[Exercise objective]:
Reproduce only the rows that begin at the one containing "For each instance of the arched" and run through the end of the rows, keeping every request line unchanged. In each coordinate answer, add -110 to both numbers.
START
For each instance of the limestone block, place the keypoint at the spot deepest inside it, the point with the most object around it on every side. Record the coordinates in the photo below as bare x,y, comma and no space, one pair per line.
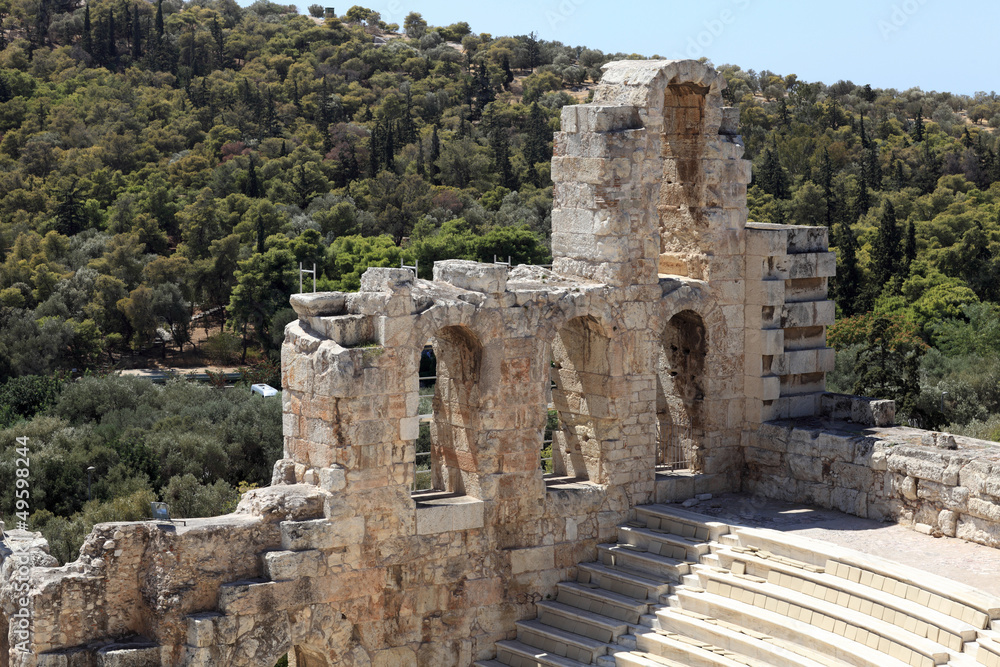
473,276
409,428
319,304
378,279
449,514
322,533
201,629
579,169
394,657
765,292
766,388
807,314
873,412
283,565
532,559
573,221
804,238
347,330
127,655
730,122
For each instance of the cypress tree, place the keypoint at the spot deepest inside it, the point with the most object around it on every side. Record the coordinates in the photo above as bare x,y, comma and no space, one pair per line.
826,180
508,74
374,152
847,283
887,251
910,249
69,211
88,43
254,190
918,125
772,176
136,35
112,48
435,154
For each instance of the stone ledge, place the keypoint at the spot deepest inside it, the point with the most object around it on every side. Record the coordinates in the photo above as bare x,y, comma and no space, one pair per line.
443,515
472,276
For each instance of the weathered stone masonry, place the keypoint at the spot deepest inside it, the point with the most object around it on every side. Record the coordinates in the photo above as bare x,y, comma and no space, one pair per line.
666,318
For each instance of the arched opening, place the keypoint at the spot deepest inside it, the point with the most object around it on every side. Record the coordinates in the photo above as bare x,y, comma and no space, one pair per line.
426,383
580,369
448,381
4,641
301,656
680,369
553,440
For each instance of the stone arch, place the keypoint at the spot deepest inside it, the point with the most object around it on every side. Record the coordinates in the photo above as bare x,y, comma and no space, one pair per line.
681,354
306,656
4,640
582,365
454,427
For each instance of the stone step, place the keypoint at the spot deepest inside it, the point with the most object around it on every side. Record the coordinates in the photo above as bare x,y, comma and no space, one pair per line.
692,652
631,558
601,601
663,544
549,639
519,654
730,540
791,630
739,640
944,595
988,652
624,583
670,519
246,595
286,565
905,613
937,599
874,632
581,622
711,560
322,533
641,659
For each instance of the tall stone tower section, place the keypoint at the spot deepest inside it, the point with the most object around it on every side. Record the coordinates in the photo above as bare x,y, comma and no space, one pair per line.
650,180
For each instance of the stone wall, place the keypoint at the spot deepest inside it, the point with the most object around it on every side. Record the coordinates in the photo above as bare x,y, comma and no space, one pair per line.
666,321
932,482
END
[Solution below]:
For each instance of the arched opening, place the keypoint at the spot deepest inside it, the point with the most object around it on every side. Record the coordinates in the photo above as bare x,y, comma and no space, one pair per line.
316,273
470,259
338,271
-106,531
191,546
570,259
443,330
For each instance of the stone arch, place the keypoint at the spot deepest inside it, the point with the most object around it on every side. Record the coordinates in the photo above as bare x,y, comma and no space, one pair per line.
571,244
196,546
-106,530
472,255
344,317
For each instance of the stone step, place the keypoint at the spot deepest inside it, the point with the most object around it on every side. Record the coordinates in the photo above as bare x,y, comma and no space, one pair per line.
582,542
521,448
491,491
553,434
439,529
409,544
620,430
681,520
629,530
834,485
878,542
514,473
560,409
136,485
176,455
795,503
827,489
764,522
471,512
601,450
212,423
531,549
For each instance of the tall stone tower section, place the keypoint at the spot deepest inside it, the point with the most object around it on every side. Record the coordinates in the photo above as bare x,y, comma and no space, one pair per line.
540,70
For each instance of the stone wall, place the keypoint at the spot deepest inside it, the point with the most object around it on every side. Record the coordinates in the photo above as bare x,y, comma and no space, one pair per line.
556,211
822,372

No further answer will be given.